THE PROBLEM:
Pick out and copy every line of the listing below that contains the word "stained".

══════════════════════════════

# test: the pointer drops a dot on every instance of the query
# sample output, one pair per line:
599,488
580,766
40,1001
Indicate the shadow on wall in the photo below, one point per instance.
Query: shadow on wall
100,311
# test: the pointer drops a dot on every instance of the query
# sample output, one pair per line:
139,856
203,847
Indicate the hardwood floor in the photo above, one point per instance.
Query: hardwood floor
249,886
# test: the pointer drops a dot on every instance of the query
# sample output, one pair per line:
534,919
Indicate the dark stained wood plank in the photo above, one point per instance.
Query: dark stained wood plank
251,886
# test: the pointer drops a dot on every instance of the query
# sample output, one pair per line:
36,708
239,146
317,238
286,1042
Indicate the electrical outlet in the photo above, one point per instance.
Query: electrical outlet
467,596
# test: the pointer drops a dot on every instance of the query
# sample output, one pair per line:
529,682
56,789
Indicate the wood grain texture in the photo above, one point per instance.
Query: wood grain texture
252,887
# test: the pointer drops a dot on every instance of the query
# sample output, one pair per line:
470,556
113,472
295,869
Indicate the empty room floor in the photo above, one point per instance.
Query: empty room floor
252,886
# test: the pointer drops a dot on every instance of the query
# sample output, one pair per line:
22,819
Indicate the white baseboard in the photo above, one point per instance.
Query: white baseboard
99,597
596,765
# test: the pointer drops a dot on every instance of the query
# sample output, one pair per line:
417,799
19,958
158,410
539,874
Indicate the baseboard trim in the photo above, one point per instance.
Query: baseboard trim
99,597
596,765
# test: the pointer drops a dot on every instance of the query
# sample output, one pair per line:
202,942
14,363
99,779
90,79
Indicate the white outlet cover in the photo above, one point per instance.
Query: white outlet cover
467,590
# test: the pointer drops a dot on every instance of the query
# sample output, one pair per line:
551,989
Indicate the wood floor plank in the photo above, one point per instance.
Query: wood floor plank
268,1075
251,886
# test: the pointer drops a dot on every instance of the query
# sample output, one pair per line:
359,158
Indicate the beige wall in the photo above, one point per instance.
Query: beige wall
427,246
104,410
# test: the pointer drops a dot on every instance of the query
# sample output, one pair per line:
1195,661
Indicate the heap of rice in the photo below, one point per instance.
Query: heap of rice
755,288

══════════════════════════════

SOLUTION FOR THIS PROBLEM:
Indicate the dark stained wood plank in the photo above, one point per instance.
Query: dark stained wood plank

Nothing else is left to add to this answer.